Dataset entries:
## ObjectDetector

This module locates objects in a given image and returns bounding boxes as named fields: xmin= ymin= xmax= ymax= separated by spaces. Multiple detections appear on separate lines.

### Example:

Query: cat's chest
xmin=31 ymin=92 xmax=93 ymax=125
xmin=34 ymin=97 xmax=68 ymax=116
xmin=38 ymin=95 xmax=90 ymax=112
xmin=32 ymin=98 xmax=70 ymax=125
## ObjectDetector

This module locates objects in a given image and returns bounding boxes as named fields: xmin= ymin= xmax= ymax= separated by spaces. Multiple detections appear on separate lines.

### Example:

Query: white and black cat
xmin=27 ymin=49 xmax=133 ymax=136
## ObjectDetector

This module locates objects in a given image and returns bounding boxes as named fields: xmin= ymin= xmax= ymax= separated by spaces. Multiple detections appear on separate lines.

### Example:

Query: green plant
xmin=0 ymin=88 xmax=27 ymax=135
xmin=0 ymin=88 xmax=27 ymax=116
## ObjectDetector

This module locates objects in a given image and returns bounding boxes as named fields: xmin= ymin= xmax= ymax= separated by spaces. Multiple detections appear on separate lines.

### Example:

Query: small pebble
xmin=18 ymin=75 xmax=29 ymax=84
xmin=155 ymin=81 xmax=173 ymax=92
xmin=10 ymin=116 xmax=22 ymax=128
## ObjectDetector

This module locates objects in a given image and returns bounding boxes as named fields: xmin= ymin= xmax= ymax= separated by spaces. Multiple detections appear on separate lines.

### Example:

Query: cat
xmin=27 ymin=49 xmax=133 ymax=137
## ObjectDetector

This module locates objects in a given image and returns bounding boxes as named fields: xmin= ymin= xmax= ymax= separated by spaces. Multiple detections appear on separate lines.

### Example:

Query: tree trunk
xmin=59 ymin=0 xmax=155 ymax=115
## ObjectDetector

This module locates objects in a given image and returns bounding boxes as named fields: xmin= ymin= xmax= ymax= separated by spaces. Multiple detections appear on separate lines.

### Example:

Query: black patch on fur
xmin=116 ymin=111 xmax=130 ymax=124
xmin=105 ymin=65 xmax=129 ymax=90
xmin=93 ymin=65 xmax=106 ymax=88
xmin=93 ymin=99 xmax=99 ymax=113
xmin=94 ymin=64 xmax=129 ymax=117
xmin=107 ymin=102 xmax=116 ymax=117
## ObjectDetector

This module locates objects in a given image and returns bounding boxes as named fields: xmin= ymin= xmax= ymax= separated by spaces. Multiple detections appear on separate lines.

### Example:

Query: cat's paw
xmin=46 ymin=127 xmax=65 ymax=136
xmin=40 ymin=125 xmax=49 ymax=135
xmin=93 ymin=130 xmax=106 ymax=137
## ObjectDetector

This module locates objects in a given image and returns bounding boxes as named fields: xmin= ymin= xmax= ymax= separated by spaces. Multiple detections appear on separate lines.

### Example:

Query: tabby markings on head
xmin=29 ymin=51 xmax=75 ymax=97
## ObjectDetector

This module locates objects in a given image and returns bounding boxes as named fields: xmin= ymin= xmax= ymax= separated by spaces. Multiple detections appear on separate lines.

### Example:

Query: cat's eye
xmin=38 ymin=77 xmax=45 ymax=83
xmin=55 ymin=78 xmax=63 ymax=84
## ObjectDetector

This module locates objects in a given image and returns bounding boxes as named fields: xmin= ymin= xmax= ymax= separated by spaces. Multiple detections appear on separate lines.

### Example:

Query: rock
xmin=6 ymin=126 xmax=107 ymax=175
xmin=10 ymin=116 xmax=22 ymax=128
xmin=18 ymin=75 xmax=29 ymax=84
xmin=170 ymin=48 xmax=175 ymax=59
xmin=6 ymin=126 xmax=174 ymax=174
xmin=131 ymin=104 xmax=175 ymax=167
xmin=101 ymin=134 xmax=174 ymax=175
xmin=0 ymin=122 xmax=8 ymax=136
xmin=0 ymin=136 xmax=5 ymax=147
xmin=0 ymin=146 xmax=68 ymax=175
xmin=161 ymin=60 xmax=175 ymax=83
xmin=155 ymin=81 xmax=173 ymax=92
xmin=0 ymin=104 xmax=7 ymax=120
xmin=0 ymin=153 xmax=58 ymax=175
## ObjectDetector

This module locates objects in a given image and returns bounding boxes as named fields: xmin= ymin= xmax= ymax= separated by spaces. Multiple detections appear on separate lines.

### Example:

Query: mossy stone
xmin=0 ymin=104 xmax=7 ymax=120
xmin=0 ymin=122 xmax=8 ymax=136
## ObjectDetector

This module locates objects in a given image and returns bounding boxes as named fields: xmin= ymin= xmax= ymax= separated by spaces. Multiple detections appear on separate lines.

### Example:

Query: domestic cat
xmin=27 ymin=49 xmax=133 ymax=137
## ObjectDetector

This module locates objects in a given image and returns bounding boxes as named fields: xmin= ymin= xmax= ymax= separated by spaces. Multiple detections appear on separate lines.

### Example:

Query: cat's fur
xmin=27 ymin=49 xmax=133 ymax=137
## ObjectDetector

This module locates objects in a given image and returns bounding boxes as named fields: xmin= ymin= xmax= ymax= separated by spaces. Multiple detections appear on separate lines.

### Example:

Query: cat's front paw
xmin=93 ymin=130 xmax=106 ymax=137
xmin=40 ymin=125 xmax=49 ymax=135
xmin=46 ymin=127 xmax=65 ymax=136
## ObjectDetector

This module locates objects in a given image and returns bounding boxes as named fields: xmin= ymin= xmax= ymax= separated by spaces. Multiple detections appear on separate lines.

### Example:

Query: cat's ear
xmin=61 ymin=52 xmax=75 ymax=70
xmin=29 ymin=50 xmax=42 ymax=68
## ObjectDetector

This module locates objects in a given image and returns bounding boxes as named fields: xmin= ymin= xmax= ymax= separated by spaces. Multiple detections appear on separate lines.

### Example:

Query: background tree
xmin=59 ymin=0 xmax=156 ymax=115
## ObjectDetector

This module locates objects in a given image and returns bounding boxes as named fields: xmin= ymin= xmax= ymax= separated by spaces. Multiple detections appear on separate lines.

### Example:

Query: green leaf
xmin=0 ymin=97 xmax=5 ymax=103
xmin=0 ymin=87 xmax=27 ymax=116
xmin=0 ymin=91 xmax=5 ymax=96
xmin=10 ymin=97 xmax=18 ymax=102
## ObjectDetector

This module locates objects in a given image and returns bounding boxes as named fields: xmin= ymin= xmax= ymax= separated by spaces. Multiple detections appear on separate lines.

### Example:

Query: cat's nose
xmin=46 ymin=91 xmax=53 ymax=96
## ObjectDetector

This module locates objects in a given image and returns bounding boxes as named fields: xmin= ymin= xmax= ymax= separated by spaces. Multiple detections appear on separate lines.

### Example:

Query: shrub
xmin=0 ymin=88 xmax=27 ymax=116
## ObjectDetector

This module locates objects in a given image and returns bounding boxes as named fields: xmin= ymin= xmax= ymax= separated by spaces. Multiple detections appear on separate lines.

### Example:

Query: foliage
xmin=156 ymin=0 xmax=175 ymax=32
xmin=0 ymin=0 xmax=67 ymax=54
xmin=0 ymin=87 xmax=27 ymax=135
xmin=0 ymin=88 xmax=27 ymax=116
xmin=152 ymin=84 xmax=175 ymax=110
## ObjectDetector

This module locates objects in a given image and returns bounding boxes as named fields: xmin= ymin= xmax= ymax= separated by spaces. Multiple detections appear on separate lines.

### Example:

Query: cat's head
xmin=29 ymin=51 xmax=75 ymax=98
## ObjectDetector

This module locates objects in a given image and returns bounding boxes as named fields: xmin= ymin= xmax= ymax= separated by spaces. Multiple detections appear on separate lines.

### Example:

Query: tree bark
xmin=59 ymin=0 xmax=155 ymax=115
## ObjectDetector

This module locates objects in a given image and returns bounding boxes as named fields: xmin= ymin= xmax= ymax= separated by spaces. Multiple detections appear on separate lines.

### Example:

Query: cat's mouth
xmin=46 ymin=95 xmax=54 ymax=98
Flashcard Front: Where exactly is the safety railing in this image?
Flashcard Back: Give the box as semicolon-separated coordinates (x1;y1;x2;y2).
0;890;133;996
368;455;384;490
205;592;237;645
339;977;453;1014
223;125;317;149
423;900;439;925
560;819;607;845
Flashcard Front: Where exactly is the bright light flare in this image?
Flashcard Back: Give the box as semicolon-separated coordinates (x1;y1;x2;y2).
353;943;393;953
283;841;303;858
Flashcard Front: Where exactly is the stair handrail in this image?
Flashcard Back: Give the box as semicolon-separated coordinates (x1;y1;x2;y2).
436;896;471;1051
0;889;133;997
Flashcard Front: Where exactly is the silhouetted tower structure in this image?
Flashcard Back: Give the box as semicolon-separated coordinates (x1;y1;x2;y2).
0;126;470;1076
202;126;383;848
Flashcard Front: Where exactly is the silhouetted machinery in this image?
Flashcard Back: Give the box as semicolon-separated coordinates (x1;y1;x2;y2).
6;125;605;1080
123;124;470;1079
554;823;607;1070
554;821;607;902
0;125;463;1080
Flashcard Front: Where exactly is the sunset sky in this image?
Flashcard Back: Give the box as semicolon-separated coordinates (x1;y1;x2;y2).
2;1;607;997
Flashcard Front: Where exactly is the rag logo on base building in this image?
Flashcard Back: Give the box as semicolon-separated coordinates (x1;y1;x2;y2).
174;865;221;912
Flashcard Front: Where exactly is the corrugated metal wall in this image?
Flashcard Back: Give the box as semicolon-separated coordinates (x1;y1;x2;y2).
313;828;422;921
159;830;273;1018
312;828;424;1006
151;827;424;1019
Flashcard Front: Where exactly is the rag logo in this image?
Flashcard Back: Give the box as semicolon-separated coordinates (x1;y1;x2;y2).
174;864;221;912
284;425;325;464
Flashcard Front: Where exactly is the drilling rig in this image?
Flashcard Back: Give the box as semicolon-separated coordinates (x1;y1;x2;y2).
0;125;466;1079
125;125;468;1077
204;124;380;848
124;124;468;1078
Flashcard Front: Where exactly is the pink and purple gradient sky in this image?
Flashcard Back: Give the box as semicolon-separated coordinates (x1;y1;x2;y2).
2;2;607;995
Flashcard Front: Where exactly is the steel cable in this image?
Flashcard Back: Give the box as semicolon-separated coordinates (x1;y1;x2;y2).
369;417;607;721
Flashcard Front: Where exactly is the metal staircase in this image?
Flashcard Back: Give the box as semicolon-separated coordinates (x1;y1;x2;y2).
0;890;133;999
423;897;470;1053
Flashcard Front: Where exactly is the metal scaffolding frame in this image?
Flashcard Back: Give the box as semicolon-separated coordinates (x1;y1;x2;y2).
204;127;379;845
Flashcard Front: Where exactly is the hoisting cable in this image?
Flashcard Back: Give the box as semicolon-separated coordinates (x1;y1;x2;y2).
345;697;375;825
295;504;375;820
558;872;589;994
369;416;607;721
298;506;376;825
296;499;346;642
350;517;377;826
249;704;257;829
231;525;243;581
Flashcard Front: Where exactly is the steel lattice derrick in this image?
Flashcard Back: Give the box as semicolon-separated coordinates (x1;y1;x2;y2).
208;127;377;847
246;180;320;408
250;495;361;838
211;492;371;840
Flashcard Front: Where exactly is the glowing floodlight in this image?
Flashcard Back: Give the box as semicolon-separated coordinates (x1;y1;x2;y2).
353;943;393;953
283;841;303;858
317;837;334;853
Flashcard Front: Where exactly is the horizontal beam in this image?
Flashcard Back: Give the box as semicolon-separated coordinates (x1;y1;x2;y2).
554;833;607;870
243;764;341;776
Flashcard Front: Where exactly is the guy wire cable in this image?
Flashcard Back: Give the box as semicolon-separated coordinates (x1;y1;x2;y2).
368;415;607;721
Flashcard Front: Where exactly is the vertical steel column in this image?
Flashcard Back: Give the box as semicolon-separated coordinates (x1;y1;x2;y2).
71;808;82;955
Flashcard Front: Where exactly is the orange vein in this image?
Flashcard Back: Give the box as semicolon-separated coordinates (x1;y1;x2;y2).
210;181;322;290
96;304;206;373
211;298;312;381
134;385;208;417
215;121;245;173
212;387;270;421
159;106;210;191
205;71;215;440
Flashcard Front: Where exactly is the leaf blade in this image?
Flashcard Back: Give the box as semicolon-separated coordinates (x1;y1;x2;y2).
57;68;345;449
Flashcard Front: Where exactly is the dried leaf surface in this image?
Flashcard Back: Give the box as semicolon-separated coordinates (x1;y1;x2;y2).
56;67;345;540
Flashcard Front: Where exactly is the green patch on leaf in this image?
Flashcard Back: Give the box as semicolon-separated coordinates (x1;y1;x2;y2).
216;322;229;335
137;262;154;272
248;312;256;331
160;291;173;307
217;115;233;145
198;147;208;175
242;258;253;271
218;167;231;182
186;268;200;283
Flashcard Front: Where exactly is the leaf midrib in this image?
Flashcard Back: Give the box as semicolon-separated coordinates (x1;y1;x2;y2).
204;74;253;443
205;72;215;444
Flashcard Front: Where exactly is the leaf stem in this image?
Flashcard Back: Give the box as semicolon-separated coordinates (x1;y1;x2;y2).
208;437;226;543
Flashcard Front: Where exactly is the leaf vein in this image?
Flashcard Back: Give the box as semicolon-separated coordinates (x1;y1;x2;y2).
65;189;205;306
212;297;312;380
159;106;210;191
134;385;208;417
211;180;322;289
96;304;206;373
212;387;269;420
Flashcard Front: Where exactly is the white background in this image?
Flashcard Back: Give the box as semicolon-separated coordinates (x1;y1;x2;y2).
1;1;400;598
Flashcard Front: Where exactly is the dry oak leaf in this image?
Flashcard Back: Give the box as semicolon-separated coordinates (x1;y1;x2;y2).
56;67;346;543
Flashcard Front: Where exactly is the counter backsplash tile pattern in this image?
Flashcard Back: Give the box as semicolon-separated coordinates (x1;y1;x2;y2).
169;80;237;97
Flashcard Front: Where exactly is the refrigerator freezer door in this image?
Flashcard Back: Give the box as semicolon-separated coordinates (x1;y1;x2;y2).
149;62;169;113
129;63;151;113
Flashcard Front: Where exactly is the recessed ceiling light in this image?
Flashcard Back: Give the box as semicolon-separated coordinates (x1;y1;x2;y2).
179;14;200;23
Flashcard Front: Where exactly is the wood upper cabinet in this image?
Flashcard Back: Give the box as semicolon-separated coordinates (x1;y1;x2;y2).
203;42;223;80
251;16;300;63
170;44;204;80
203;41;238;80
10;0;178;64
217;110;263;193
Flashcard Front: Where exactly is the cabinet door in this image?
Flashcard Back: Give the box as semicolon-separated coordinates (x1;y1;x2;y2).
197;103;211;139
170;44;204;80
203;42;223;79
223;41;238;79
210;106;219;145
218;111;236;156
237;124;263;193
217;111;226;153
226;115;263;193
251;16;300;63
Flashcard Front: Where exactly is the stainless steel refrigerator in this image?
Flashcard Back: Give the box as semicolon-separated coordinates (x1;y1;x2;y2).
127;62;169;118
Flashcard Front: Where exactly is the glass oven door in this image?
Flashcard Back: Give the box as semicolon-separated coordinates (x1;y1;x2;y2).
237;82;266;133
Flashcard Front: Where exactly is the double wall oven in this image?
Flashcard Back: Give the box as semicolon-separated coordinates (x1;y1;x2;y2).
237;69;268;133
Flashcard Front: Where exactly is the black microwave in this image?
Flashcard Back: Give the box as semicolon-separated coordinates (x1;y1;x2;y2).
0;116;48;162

Work order: Take exactly the lines from the one containing "Flashcard Front: Where exactly is the steel lattice" through the one containing "Flashcard Front: Where exactly is the vertical" in the data above, and output them with nothing added.

Solved exercise:
Flashcard Front: Where exactly is the steel lattice derrick in this image?
Flashcard Back: Give the box as semicolon-separated coordinates (x1;y1;x2;y2).
208;127;377;847
246;180;320;408
250;495;361;838
211;492;371;840
Flashcard Front: Where exactly is the glowing floodlight in this image?
Flashcard Back: Give the box as semicolon-separated coordinates (x1;y1;x2;y2).
353;943;393;953
283;841;303;858
317;837;334;853
Flashcard Front: Where exactly is the horizontal beam in this image?
Flashcard Back: Give the box as semicolon-separated coordinates (x1;y1;x2;y2).
554;833;607;870
243;764;341;776
Flashcard Front: Where exactly is the guy wire cable in this image?
Flashcard Back: Give the box as semicolon-separated coordinates (x1;y1;x2;y2).
368;415;607;721
Flashcard Front: Where exactly is the vertical steel column in this image?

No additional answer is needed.